▶ _SOURCE EXTRACT_:

####

[Technology] Efficiency!

I was using a script for a project that applied a bunch of transformation and filtering rules to some data.  There are only about 60 rules right now, and there is an average of 272 data records each day.   I originally wrote this quickly in a bash script using the terminal commands sed (for replacing a matched pattern with some string) and grep (for filtering based on a matched pattern).

Running it in a given month gets progressively longer as the month goes on, and it was taking on average over 5 minutes (!) to run those 62 rules.  Applying all the rules to each data record was taking almost a full second each.  This wasn't really scalable.

So, today I ported the script to vala, which is a C#-like language that compiles down into C (which is then compiled into native code).  This promises to be much quicker than interpreted code to begin with.  The run time once converted was less than 1 second.  That was a pleasant surprise.

####

▶ _RECORD LIST_:
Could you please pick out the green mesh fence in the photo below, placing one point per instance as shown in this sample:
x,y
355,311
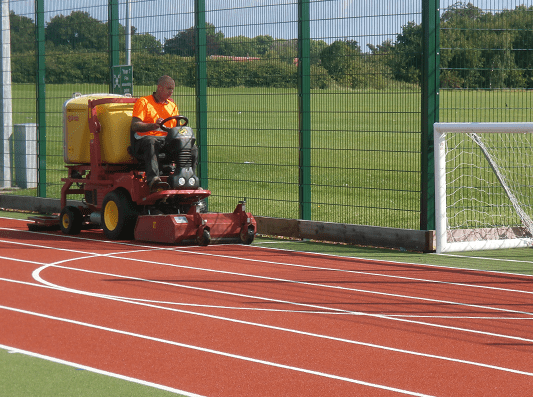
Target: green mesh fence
x,y
309,109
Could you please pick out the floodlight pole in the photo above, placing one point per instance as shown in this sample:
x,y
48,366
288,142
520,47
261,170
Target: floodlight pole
x,y
6,109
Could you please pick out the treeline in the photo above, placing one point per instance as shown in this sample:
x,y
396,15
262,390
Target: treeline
x,y
478,50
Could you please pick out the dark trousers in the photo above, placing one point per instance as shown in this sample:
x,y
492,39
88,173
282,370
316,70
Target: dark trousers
x,y
149,147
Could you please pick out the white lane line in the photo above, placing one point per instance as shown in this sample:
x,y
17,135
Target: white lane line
x,y
115,255
429,281
215,352
12,349
322,286
275,328
37,277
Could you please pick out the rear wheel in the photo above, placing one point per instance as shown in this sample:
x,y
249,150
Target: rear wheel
x,y
70,220
247,235
119,215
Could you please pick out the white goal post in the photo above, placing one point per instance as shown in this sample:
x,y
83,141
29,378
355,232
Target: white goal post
x,y
483,185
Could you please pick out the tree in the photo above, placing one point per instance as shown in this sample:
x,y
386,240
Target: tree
x,y
146,43
77,31
406,60
344,64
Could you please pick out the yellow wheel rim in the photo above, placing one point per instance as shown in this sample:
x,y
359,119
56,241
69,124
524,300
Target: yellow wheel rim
x,y
111,215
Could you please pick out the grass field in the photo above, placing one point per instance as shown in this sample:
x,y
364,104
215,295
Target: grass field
x,y
365,146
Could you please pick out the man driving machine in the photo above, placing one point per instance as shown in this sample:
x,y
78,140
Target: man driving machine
x,y
148,139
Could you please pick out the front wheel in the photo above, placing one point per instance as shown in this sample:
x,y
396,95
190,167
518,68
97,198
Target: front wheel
x,y
248,234
119,215
70,220
204,238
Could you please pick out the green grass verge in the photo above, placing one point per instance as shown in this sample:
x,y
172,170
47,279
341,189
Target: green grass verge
x,y
22,375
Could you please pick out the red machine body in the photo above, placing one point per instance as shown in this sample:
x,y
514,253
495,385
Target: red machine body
x,y
117,198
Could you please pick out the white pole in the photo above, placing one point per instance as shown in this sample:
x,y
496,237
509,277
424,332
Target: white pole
x,y
6,109
128,32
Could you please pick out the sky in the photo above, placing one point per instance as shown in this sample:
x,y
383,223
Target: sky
x,y
366,21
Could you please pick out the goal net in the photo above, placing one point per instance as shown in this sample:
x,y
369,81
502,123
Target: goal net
x,y
483,185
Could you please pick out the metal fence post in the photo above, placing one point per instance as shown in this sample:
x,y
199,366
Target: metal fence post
x,y
201,90
430,108
6,105
25,155
41,97
304,104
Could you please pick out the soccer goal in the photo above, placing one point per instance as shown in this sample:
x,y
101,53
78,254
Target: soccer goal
x,y
483,185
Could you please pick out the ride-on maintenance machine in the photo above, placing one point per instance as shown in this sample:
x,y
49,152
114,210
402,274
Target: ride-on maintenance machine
x,y
116,195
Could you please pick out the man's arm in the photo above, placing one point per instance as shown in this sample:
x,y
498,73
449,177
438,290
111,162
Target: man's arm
x,y
137,125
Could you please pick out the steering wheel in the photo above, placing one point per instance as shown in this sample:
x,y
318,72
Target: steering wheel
x,y
178,118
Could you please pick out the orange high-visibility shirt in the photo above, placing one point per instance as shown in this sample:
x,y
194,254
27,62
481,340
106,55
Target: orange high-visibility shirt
x,y
148,110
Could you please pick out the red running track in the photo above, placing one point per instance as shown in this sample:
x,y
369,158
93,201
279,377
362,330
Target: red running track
x,y
237,320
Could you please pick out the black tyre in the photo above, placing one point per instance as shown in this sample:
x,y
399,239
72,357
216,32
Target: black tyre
x,y
70,220
204,238
119,215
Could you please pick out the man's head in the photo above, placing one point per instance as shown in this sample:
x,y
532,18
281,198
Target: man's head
x,y
165,88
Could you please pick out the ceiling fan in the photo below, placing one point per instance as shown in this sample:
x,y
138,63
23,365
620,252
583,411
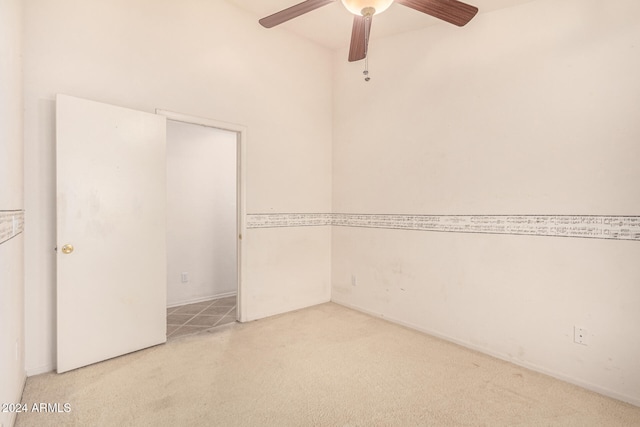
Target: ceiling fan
x,y
452,11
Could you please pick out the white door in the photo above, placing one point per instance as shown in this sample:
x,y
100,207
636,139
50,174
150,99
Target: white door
x,y
111,232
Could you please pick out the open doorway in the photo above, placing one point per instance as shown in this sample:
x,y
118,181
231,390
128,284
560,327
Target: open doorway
x,y
203,224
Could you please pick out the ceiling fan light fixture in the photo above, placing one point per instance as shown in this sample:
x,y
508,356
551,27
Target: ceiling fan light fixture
x,y
357,6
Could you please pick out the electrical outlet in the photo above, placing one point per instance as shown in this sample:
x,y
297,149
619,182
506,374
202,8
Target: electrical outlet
x,y
580,335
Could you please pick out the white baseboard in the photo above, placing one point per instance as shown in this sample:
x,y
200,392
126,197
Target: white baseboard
x,y
14,415
532,366
200,299
40,370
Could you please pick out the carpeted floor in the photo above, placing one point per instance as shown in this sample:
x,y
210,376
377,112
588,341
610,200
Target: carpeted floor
x,y
322,366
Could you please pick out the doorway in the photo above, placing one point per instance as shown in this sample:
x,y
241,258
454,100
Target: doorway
x,y
204,223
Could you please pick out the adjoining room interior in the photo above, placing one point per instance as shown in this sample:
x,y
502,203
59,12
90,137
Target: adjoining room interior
x,y
481,189
202,227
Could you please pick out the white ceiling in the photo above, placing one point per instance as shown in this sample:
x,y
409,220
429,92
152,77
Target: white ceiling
x,y
330,26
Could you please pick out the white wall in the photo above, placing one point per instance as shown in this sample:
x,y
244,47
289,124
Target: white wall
x,y
201,212
203,58
529,110
12,373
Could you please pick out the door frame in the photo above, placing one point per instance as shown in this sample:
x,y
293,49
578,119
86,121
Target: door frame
x,y
241,171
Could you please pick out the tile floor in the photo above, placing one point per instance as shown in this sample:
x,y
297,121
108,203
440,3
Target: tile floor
x,y
193,318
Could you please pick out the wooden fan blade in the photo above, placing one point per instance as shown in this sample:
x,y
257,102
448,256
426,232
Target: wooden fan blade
x,y
452,11
360,38
292,12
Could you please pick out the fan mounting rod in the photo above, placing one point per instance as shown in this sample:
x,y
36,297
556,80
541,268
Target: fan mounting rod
x,y
358,7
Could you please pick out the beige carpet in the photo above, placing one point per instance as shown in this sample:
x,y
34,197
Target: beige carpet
x,y
322,366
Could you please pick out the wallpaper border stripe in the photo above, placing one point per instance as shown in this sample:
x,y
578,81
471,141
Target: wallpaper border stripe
x,y
608,227
11,224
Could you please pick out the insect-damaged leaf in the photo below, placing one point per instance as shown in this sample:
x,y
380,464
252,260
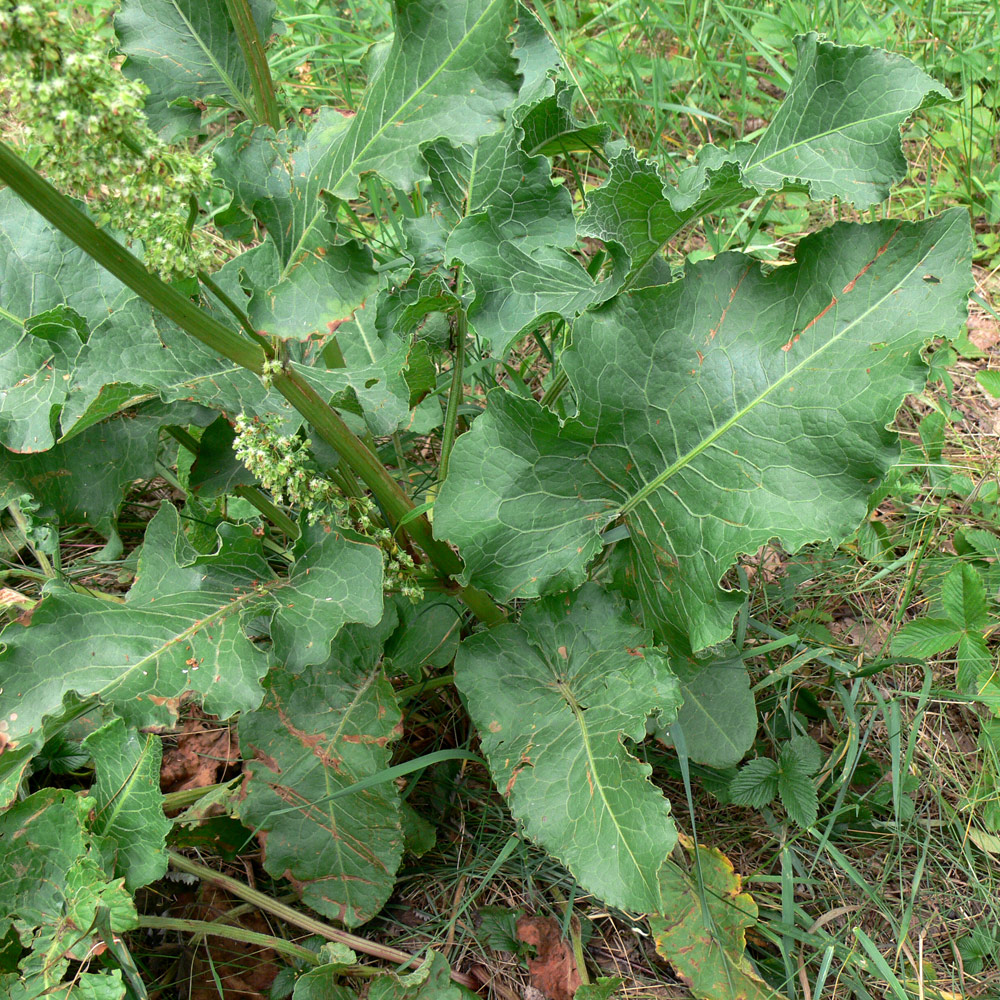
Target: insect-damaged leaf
x,y
837,131
714,413
128,822
317,734
51,888
552,698
187,51
180,633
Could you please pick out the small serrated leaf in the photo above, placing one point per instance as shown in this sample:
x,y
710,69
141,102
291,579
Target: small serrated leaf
x,y
798,795
963,597
755,784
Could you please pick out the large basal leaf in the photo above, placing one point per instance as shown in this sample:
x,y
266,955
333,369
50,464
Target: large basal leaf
x,y
128,822
131,355
449,73
186,51
372,379
553,699
518,288
714,414
316,734
718,714
84,479
637,208
837,131
180,633
701,929
838,128
34,372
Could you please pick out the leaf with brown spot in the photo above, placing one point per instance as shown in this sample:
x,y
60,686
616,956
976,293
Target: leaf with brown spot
x,y
553,969
707,947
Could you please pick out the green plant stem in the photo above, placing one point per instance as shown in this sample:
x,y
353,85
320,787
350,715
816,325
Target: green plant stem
x,y
238,314
297,919
450,428
172,801
66,217
208,928
127,268
252,46
390,496
270,510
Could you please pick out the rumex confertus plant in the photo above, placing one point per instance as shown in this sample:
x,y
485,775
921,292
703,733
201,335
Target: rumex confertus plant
x,y
397,255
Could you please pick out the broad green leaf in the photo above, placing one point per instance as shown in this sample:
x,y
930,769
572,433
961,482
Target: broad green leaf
x,y
714,414
963,598
131,355
187,51
427,635
317,734
798,795
550,127
838,128
83,986
332,581
637,208
35,372
310,294
553,697
537,58
128,823
755,784
83,480
323,983
50,888
449,73
707,947
990,381
431,981
717,714
517,289
372,382
925,637
216,469
181,632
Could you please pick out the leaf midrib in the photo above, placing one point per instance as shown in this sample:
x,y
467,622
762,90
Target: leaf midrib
x,y
577,712
651,487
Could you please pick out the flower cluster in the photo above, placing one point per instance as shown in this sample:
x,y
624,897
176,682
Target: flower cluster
x,y
63,96
284,466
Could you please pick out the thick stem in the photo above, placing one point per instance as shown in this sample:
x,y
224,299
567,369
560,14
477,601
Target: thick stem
x,y
394,502
111,255
297,919
238,314
207,928
66,217
252,46
450,429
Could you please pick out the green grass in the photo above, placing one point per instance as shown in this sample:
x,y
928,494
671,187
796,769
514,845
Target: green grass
x,y
879,898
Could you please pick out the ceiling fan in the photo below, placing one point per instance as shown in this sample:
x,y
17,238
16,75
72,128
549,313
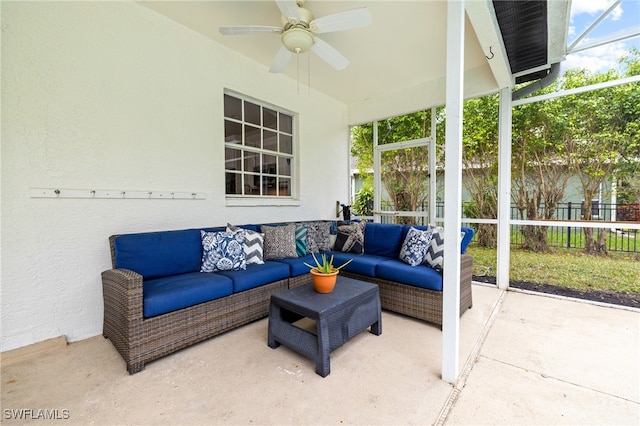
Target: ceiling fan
x,y
299,29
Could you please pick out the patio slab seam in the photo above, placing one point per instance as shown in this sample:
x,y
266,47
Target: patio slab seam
x,y
547,376
575,299
470,362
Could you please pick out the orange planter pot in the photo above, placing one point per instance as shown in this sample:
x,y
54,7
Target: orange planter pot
x,y
324,283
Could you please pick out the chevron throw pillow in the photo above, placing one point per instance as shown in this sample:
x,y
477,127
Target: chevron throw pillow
x,y
253,245
301,240
435,253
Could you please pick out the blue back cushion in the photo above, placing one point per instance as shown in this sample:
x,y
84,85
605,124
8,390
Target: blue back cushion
x,y
468,236
159,254
382,239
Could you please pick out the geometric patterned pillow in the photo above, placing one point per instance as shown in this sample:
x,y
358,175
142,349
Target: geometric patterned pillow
x,y
350,238
301,240
435,252
279,241
319,236
222,251
415,246
253,245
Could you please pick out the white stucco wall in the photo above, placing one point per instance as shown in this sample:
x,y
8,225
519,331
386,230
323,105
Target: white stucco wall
x,y
112,96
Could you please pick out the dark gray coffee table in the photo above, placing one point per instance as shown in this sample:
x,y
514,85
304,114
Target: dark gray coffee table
x,y
352,307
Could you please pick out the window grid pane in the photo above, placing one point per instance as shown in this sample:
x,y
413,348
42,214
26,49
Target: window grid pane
x,y
263,167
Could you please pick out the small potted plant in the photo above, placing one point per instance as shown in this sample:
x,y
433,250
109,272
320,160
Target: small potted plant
x,y
324,273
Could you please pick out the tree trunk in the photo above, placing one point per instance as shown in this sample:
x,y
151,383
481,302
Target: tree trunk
x,y
487,235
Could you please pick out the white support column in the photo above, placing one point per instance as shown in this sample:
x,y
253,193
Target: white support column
x,y
504,189
453,194
377,180
433,172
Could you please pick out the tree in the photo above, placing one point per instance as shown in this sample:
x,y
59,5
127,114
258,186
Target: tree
x,y
480,161
539,173
604,128
404,172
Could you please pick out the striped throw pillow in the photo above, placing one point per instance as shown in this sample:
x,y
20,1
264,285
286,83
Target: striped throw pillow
x,y
301,240
253,245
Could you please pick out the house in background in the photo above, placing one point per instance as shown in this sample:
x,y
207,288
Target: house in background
x,y
113,121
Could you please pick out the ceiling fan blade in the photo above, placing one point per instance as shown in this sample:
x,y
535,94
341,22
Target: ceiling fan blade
x,y
289,9
249,29
281,60
329,54
347,20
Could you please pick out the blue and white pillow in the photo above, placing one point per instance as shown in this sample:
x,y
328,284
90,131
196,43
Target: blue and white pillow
x,y
415,246
223,251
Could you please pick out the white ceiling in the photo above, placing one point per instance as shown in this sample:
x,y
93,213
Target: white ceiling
x,y
403,48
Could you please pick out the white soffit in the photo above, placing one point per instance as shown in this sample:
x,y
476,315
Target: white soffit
x,y
401,53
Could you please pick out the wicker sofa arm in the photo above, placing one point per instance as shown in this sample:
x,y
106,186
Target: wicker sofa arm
x,y
122,292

####

▶ _COMPLETE THE FOLLOWING_:
1/ In the post about speeding up the data-filtering script, which two terminal commands did the original bash version rely on?
2/ Carry on the post about speeding up the data-filtering script, starting after its final sentence.
The records aren't needed for any of this work.

▶ _RESPONSES FOR EACH TASK_:
1/ It used sed and grep.

2/
Some of the fun was moving the transformation rules into their own file (XML), separate from the code, and making sure all the Regex objects were created once at the start of the program and then applied to all later data.

To make it still better would probably involve parsing the data records into a structured form from the start, rather than just using regular expressions to transform data strings.  Then creating a couple different type of rules for specific fields.  But this is good enough for now. :)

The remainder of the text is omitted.